Durante los años que allí vivimos, no estoy segura si fui a controles médicos muy seguido: el hospital estaba desabastecido, los dentistas no daban mucha confianza y la única clínica que había trabajaba con prepagas y no tenía guardias. Había una “salita periférica” que funcionaba más que nada como un vacunatorio. 

La crisis financiera al pueblo le pegó igual que a la ciudad, con la diferencia de que las posibilidades y los recursos no son los mismos. Aquí la gente vive de otra manera, un día a día constante. Muchxs son artesanos, viven de lo que el campo les da: huevos, leche, miel, lana. Otrxs tienen la posibilidad de tener comercios, típicos de pueblo: un mercado que vende de todo, panaderías varías, algún kiosquito, un bazar y un supermercado tipo cadena (donde conseguir los productos “de Buenos Aires”, más que nada porque trae primeras marcas), tiendas de ropa (prendas para el frío y zapatillas para la nieve), algún taller mecánico, conocidos por poner cadenas en las ruedas en tiempo récord, casi como si fuera en un abrir y cerrar de ojos; y dependencias estatales. Sin embargo, allí no tenía tanta preocupación. O por lo menos, esta niña en su primera infancia no lo percibió. Mi familia en Buenos Aires siempre lo cuenta: “A mí me congelaron los ahorros, y luego me dieron dos mangos con cincuenta”, “Si hubiese visto toda la plata sobre una mesa que me robaron, me moría”, “Ustedes los jóvenes no saben nada de lo que es lo que pasó en el 2001, qué van a saber”. 

Tal vez nos cuesta imaginarnos la situación que se vivía, el clima social, la vorágine y efervescencia, pero hay muchas historias como la mía, donde de un día para otro las vidas cambiaron, y los relatos míticos sobre el 2001 aparecen en cada conversación de domingo, donde se especula que el corralito volverá, sin importar el gobierno de turno. Siempre que hay crisis, el fantasma del 2001 revive.

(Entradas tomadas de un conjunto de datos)

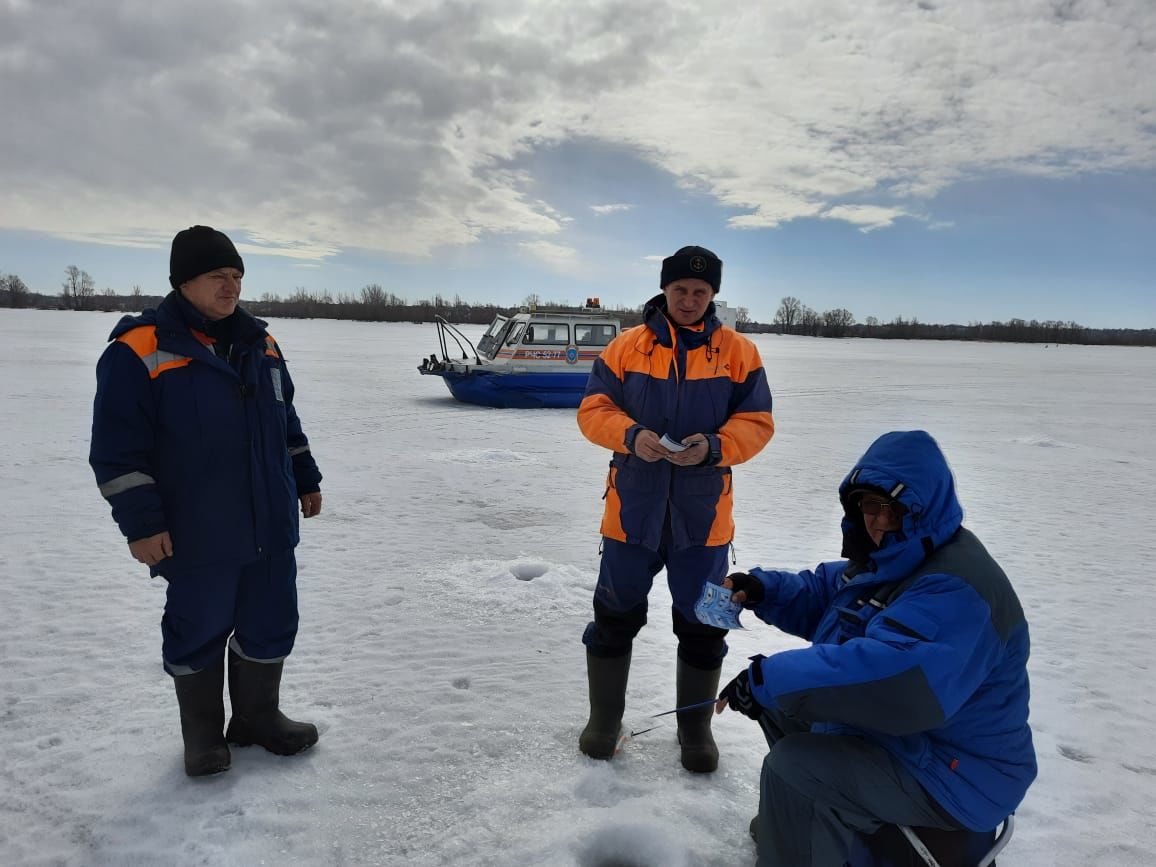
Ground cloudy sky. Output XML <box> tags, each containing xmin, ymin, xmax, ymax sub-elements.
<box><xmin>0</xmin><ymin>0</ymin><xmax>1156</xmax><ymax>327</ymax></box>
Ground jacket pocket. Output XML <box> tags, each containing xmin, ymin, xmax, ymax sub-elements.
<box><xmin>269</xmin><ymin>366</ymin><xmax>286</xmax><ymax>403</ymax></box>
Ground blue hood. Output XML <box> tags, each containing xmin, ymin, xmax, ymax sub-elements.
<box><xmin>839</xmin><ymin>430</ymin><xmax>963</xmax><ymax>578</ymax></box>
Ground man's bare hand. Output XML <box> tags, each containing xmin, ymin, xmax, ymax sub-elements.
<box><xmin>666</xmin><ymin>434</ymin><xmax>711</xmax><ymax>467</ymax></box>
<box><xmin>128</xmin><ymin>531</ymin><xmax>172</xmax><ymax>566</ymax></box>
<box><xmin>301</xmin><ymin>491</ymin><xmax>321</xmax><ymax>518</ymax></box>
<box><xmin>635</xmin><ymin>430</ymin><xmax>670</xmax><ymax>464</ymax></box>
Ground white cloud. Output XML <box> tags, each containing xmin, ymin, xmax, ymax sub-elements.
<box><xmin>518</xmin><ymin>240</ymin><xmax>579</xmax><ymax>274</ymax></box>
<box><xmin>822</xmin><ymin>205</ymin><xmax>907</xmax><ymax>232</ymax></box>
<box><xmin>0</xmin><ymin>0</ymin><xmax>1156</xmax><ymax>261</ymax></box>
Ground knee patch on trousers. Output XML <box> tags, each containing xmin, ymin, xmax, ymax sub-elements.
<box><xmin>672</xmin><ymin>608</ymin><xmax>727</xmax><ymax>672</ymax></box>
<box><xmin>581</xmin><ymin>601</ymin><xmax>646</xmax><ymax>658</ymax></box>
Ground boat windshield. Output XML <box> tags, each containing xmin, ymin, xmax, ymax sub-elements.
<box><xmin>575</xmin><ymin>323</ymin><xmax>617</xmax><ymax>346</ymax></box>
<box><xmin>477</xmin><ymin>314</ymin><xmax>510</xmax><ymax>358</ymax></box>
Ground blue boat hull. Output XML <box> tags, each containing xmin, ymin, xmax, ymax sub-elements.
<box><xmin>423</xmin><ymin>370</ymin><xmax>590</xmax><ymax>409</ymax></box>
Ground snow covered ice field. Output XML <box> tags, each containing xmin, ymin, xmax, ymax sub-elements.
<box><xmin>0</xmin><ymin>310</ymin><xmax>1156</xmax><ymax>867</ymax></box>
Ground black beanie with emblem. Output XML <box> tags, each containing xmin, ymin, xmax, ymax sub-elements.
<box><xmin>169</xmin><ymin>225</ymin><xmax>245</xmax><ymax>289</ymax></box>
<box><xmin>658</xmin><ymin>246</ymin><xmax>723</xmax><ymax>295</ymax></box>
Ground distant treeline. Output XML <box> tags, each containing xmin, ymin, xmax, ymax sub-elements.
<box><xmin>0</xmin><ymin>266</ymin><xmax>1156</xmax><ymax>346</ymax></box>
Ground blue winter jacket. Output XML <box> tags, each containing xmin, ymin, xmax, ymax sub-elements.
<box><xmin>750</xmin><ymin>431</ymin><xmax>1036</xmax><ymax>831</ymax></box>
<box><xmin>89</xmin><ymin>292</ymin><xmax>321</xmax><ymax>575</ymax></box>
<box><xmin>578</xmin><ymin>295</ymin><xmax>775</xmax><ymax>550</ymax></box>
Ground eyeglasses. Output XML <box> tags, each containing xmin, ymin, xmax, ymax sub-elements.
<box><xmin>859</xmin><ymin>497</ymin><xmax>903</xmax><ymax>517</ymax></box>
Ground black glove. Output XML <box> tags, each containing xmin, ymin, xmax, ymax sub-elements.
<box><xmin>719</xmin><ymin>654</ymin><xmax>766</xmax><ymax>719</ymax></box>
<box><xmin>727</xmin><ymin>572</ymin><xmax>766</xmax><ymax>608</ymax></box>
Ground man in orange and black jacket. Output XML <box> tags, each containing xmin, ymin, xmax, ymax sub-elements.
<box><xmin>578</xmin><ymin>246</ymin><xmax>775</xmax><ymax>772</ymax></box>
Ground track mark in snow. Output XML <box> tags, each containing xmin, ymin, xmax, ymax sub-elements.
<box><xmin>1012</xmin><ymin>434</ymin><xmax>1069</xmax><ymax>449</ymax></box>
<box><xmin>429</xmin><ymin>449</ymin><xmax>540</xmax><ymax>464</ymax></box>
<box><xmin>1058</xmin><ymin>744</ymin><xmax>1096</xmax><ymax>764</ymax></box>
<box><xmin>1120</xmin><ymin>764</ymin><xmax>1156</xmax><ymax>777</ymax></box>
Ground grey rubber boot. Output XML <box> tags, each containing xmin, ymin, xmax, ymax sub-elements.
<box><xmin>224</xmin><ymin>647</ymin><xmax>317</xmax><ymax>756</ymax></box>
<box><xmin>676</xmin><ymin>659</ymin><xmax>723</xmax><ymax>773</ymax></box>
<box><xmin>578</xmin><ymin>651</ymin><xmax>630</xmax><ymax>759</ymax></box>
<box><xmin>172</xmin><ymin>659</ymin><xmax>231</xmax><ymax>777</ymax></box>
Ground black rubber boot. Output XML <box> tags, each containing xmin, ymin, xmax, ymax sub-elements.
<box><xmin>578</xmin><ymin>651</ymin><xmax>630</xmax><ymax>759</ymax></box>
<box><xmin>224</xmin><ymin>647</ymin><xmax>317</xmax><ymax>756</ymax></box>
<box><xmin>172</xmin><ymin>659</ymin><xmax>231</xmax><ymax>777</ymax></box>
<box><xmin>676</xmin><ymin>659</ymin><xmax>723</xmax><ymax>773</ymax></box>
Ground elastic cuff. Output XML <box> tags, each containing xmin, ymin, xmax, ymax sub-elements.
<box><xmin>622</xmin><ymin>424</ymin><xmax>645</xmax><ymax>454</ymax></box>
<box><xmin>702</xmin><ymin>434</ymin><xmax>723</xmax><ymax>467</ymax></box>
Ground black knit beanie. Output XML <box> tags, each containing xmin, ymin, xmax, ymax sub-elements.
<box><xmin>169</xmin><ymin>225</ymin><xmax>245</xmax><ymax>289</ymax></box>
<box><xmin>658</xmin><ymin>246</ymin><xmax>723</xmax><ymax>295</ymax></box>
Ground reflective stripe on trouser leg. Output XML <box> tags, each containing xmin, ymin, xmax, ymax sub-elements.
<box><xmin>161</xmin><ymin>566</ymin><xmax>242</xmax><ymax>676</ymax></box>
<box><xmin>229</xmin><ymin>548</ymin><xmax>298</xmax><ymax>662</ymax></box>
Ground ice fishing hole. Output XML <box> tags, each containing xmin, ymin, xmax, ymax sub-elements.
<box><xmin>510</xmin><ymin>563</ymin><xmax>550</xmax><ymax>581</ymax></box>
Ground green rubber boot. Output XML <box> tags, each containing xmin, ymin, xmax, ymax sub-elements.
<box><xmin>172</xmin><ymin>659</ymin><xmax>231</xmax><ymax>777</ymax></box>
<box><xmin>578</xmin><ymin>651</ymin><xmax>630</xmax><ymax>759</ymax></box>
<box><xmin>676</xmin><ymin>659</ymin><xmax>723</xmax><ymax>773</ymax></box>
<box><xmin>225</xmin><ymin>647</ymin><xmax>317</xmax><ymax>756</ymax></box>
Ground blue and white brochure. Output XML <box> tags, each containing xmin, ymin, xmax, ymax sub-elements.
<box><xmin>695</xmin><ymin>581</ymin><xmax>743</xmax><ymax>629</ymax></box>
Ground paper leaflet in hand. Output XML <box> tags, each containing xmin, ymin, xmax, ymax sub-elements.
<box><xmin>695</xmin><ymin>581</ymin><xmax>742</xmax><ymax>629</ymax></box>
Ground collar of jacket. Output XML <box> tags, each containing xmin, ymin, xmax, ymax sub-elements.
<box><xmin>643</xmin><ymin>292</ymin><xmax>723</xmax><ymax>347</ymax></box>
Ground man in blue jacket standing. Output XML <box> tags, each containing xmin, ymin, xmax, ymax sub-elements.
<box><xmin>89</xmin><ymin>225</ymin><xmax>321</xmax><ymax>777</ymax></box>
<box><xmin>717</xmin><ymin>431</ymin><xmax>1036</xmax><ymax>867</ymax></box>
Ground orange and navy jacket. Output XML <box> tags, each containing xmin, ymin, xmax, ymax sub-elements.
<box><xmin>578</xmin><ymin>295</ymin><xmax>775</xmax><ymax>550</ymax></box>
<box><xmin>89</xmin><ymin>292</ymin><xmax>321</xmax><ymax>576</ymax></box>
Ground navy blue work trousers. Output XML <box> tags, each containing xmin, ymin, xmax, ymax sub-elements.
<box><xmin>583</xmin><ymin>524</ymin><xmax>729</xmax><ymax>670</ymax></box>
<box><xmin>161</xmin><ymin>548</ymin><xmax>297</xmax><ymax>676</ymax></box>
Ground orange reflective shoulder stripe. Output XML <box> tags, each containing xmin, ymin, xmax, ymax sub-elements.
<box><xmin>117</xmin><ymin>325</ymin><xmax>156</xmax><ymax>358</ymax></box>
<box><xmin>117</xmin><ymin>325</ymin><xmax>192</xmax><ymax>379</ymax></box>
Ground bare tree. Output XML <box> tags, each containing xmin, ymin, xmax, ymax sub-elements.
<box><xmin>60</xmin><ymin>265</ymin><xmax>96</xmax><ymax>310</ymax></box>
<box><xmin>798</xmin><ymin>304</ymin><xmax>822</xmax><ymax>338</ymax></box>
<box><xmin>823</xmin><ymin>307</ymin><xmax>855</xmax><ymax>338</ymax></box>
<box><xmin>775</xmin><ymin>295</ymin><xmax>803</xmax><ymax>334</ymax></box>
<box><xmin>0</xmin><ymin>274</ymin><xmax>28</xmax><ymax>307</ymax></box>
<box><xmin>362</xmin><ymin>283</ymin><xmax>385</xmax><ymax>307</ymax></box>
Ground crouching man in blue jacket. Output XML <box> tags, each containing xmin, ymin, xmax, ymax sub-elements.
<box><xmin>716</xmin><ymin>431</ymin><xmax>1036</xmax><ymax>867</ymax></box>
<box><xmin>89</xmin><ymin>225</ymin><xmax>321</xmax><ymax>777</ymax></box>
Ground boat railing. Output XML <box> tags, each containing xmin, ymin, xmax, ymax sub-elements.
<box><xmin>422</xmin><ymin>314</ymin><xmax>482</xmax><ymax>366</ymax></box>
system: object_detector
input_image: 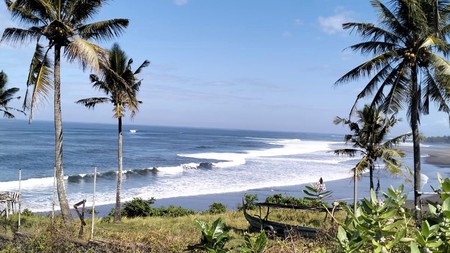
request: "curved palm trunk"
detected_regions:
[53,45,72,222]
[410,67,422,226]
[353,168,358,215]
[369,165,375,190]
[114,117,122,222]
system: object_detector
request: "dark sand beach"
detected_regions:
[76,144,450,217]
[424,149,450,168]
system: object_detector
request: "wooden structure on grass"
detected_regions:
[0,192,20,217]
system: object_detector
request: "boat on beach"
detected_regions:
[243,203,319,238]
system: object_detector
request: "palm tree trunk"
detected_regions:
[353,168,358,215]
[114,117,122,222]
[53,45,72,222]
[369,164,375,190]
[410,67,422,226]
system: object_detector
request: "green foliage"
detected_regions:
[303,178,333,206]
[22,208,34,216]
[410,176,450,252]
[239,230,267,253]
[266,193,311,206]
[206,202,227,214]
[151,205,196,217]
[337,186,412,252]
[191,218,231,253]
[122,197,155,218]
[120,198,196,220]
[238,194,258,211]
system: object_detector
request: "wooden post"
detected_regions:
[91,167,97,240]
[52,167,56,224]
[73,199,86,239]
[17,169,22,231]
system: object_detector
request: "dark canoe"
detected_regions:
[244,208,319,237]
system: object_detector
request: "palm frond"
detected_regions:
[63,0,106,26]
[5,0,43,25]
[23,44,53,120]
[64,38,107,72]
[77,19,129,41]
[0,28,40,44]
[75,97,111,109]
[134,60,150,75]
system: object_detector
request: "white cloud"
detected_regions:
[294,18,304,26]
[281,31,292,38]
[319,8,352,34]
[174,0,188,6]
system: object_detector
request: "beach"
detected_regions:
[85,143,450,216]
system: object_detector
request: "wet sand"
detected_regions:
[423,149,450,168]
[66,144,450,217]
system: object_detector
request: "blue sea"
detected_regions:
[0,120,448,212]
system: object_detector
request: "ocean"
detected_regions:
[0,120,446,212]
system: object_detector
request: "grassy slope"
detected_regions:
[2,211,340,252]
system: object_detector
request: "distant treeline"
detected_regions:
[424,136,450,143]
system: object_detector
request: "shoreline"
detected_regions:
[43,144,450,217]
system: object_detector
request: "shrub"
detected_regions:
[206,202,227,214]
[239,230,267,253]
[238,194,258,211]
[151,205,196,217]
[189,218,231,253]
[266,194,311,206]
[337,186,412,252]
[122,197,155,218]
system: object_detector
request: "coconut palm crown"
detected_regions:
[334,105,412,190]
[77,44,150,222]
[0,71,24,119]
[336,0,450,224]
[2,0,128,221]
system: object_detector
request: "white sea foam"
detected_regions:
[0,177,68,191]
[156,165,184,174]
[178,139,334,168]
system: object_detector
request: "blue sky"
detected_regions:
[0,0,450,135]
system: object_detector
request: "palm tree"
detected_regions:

● Trabajo requerido: Extraiga sin alteraciones del texto sobre la crisis de 2001 el fragmento comprendido desde "Tal vez nos" hasta "del 2001 revive.", incluidas ambas expresiones. Las entradas no intervienen en este ejercicio.

● Respuesta:
Tal vez nos cuesta imaginarnos la situación que se vivía, el clima social, la vorágine y efervescencia, pero hay muchas historias como la mía, donde de un día para otro las vidas cambiaron, y los relatos míticos sobre el 2001 aparecen en cada conversación de domingo, donde se especula que el corralito volverá, sin importar el gobierno de turno. Siempre que hay crisis, el fantasma del 2001 revive.